Provided material ->

============================================================

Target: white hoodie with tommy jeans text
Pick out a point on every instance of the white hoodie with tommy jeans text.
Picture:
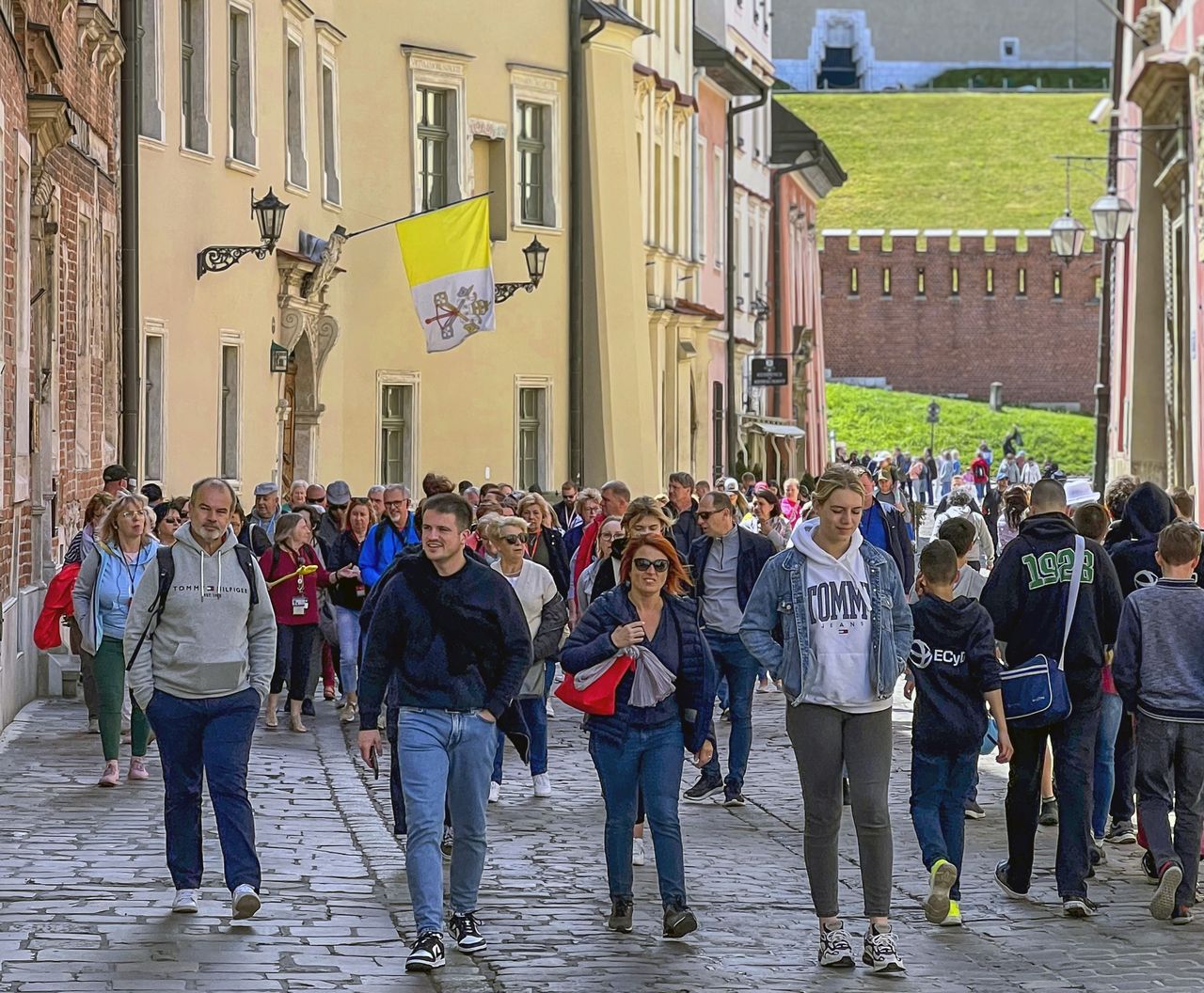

============================================================

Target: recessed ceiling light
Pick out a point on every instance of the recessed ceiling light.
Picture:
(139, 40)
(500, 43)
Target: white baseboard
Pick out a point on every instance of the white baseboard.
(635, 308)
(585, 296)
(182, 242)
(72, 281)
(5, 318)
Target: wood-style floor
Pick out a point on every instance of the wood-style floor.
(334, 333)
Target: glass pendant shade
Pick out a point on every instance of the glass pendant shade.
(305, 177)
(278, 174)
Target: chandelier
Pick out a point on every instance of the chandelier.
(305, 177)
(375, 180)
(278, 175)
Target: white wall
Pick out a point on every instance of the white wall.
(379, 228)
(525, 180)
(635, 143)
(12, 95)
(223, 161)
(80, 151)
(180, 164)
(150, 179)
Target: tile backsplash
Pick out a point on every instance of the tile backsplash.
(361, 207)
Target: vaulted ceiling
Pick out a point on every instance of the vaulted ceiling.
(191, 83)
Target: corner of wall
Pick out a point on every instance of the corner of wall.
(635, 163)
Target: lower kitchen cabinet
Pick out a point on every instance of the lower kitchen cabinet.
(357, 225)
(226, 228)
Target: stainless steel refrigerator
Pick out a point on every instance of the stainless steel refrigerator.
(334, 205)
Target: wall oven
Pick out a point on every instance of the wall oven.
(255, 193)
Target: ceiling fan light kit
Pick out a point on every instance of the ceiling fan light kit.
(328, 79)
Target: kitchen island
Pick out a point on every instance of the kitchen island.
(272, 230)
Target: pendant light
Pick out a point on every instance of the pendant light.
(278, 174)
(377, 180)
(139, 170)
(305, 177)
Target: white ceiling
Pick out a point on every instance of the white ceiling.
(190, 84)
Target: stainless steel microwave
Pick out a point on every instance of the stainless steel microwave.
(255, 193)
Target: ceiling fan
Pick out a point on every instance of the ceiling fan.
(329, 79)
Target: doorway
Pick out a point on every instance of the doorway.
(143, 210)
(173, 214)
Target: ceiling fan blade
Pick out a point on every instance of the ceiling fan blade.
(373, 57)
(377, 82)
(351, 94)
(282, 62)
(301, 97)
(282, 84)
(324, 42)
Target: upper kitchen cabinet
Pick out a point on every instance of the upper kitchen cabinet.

============================================================

Instructions to follow -> Extract everything from the line containing "Target: stainless steel refrigerator" down to the line containing "Pick out a point on every instance of the upper", both included, and reproduce those lines verbatim.

The result ->
Target: stainless steel refrigerator
Pick out a point on every instance of the stainless steel refrigerator.
(334, 205)
Target: wall oven
Pick out a point on every instance of the wall oven.
(255, 193)
Target: ceiling fan light kit
Pick out a point on every instance of the ceiling fan light kit.
(328, 79)
Target: kitchen island
Pick out a point on every instance of the kitchen island.
(272, 230)
Target: pendant light
Pick out a point on every instance of the pendant light.
(278, 174)
(377, 180)
(139, 170)
(305, 177)
Target: white ceiling
Pick out a point on every instance of the white ceiling.
(190, 84)
Target: stainless steel microwave
Pick out a point on every instance of the stainless steel microwave.
(255, 193)
Target: ceiling fan
Pick out a point on every instance of the ceiling fan.
(329, 79)
Target: doorway
Pick out a point on every instance of the doorway.
(143, 210)
(173, 214)
Target: ceiling fan blade
Pick out a point on every instance of the ceiling fan blade.
(373, 57)
(377, 82)
(351, 94)
(282, 62)
(301, 97)
(282, 84)
(324, 42)
Target: upper kitchen cabinet
Pick out a point on every instance of the upper kitchen cabinet.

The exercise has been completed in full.